* DOCUMENT PASSAGE:
Red Sun Rising in Arabia: An Introduction to China-South Yemen Relations in the Mao Era

A research article by Luka Renić
Edited and with additional research by Raphael Angieri

A black and white photo depicting a formal meeting with several individuals seated at a long table, engaged in discussions. Notebooks and cups are visible on the table.
A delegation from the People’s Republic of South Yemen received in Beijing, China, in September 1968. Third from the left is South Yemen’s then-Foreign Minister Saif Ahmad al-Dal’i; directly to his right is Faysal Abd al-Latif al-Shaabi, who would briefly serve as Prime Minister. Both leaders were to be ousted in a leftist coup d’état carried out in June 1969. (Photo by XINHUA via People’s Daily / Baidu).

Introduction

From the early years of its founding until the mid-1970s, the People’s Republic of China (PRC) pursued a revolutionary foreign policy across Africa and Asia, one characterized by support for communist, left-wing, and nationalist movements, not least in the Arab world.

Among other things, Beijing sought thereby to build a “united front” of socialist nations, first to combat the “main enemy” of Western imperialism, and then, following the Sino-Soviet split of the 1960s, to counter the “social imperialism” of the Soviet Union as well.

Chinese efforts to align diverse revolutionary actors from Asia and Africa into a cohesive non-Soviet socialist “Third World” formation were met, at best, with partial success.1 Amidst fierce competition from the United States and Soviet Union for influence in the post-colonial world, even China’s most ideologically like-minded partners adopted strategic agendas balancing multiple sources of patronage. Outmatched materially by its superpower rivals and constrained by the domestic upheaval of the Cultural Revolution, Beijing ultimately curtailed its support for revolutionary movements abroad and reoriented toward more conventional diplomacy.

Chinese relations with the historical state of South Yemen (1967-1990) offer a particularly revealing perspective on the evolution—and eventual limits—of the PRC’s revolutionary socialist-internationalist project as it played out in the decolonizing Arab world.

Starting from the mid-1960s, Beijing provided material aid and political guidance to anti-colonial forces in southern Yemen, helping lay the foundations for close ties with the post-independence South Yemeni state and turning Aden into a conduit for Chinese coordination with revolutionary movements across Arabia and the Mideast. Yet South Yemen consistently leveraged Chinese assistance alongside that of the Soviet Union, pursuing a strategy of hedging that frustrated Beijing’s preference for exclusive partnership. As China moderated its revolutionary foreign policy over the course of the 1970s, and as South Yemen deepened its reliance on Moscow, the China-South Yemen relationship correspondingly lost much of its geopolitical centrality.

This paper explores China-South Yemen relations as a critical node of Sino-Arab interaction in the post-colonial period, analyzing engagement between the PRC and history’s only Marxist Arab state through the prism of small-country agency within Chinese ambitions of leadership in a socialist Third World project.

A vintage propaganda poster featuring a proud figure holding a red flag, surrounded by a crowd holding similar flags. The background includes blue skies and white clouds, emphasizing a strong message of unity and independence.
A late-1950s Chinese political poster bearing the slogan “Long live the national independence movements of Asia, Africa, and Latin America!” (Yazhou, Feizhou, Lading Meizhou de minzu duli yundong wansui!). The imagery reflects Beijing’s efforts in the Maoist era to join with anti-colonial struggles worldwide under the strategy of an international socialist united front. (Illustration from Shanghai renmin meishu chubanshe via the Internationaal Instituut voor Sociale Geschiedenis – IISG).

* DATA LISTING:

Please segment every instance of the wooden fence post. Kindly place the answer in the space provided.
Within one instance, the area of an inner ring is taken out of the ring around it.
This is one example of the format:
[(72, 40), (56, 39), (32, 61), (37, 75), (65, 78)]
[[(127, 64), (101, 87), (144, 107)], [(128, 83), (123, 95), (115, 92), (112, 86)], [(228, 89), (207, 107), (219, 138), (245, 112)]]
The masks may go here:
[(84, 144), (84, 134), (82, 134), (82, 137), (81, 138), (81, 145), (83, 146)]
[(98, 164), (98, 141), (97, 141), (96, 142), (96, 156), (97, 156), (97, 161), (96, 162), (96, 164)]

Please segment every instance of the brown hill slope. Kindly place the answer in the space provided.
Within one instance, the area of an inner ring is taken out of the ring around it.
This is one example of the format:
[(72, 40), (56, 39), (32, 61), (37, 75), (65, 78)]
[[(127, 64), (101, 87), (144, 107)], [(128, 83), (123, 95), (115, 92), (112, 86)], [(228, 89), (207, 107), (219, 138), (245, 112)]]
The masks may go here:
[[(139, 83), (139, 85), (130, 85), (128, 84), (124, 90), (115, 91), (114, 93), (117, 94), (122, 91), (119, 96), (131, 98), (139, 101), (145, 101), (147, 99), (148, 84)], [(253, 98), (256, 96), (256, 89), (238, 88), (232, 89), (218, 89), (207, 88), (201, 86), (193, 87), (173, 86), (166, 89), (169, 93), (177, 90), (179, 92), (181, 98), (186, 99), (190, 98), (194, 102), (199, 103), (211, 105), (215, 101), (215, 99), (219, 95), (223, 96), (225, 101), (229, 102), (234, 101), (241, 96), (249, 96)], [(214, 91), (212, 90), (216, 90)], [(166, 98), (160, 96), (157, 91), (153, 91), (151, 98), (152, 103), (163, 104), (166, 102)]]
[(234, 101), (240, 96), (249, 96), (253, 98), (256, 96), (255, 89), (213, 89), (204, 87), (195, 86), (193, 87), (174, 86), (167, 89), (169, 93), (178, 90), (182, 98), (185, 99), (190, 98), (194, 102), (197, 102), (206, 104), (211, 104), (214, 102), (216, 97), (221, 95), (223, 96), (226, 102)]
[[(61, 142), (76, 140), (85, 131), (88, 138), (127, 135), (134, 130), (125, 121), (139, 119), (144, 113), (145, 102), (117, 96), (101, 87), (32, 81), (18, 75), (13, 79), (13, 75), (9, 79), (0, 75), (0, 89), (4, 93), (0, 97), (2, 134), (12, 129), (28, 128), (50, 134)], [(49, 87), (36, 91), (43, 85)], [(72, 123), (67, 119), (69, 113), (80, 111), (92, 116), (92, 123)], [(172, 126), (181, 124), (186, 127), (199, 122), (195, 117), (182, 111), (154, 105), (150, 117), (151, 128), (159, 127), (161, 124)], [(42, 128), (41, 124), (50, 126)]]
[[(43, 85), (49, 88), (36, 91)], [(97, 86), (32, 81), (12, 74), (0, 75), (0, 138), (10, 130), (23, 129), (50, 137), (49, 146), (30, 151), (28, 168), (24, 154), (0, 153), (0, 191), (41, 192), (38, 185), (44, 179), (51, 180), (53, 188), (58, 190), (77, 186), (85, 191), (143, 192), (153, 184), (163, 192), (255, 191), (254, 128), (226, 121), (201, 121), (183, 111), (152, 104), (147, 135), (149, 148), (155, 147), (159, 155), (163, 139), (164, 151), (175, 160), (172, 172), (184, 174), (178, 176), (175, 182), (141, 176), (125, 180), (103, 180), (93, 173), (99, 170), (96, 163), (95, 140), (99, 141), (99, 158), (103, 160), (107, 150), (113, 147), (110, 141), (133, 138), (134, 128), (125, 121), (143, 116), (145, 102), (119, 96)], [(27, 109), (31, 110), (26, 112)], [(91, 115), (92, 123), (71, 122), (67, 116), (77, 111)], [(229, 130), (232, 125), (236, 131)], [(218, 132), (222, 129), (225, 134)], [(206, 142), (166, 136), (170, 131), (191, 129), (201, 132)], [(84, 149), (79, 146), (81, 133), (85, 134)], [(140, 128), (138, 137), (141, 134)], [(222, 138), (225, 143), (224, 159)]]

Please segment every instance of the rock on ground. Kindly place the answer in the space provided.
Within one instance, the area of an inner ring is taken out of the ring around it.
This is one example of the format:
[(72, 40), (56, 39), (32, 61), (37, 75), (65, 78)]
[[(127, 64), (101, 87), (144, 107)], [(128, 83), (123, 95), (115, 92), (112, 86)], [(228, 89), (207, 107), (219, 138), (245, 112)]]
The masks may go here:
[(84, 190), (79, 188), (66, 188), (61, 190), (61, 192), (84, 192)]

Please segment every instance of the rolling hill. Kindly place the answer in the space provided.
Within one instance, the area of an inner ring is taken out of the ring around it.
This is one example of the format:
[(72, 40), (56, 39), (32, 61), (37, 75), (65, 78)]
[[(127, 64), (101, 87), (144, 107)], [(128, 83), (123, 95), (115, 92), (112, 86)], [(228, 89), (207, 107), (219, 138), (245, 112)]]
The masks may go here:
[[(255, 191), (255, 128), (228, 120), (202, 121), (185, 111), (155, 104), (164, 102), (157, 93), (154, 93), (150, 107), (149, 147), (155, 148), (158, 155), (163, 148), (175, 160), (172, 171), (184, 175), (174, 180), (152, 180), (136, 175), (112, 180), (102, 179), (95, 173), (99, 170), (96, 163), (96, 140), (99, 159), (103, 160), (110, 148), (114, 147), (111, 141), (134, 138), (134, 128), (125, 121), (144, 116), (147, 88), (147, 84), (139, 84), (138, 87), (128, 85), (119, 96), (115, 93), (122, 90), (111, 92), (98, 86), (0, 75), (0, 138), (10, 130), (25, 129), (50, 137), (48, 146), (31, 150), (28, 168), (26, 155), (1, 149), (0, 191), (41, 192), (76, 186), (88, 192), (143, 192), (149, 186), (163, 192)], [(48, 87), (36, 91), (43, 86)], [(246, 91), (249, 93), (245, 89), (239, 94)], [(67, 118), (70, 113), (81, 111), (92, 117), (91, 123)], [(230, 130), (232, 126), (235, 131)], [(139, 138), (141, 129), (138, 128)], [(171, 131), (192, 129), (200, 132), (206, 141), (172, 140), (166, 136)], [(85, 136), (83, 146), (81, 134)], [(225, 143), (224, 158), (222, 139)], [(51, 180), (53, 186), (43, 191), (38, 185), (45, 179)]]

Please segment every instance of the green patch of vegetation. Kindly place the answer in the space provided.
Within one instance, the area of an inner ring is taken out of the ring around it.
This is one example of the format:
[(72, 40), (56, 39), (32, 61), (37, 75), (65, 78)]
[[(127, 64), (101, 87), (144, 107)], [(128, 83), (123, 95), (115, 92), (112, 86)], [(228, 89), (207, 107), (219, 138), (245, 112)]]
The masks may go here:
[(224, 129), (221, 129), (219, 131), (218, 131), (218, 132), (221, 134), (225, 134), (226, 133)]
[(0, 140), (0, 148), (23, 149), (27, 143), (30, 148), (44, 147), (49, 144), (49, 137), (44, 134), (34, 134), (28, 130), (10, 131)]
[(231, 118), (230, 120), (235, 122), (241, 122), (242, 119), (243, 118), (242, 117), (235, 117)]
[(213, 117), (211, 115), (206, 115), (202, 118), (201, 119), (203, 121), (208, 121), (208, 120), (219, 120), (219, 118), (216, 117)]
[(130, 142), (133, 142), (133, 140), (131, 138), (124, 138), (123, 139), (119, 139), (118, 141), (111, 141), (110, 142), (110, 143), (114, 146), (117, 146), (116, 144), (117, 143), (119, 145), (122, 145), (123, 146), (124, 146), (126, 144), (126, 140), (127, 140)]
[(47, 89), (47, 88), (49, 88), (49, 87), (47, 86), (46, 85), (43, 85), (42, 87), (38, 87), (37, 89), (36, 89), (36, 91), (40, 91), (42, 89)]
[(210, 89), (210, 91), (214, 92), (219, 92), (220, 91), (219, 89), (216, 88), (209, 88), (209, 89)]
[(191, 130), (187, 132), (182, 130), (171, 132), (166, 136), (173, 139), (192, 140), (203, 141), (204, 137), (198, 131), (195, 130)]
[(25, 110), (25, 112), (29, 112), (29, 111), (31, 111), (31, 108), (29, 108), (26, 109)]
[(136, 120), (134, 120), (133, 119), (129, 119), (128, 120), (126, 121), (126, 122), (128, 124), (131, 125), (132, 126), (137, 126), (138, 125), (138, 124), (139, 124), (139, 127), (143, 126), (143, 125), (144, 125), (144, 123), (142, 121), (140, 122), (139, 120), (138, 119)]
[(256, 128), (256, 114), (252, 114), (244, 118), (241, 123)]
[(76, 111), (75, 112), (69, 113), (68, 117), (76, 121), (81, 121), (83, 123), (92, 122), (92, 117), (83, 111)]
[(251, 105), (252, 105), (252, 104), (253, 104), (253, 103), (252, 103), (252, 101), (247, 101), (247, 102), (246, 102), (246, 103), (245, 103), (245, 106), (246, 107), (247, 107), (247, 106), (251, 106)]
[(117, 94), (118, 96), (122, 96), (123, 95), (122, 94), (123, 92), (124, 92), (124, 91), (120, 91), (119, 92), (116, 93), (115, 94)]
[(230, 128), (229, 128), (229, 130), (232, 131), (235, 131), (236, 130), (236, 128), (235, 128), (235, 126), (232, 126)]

* WHAT YOU WILL DO:
A. Answer these questions from the China-South Yemen article:
(i) In what month and year was the South Yemeni delegation received in Beijing?
(ii) What span of years does the China-South Yemen article give for the historical state of South Yemen?
(iii) Which city became a conduit for Chinese coordination with revolutionary movements across Arabia and the Mideast?
B. Transcribe the part of the China-South Yemen article starting at "A vintage propaganda" and ending at "unity and independence.".
The entries have no role in this exercise.

* SOLUTIONS BY TASK:
A.
(i) September 1968
(ii) 1967-1990
(iii) Aden

B.
A vintage propaganda poster featuring a proud figure holding a red flag, surrounded by a crowd holding similar flags. The background includes blue skies and white clouds, emphasizing a strong message of unity and independence.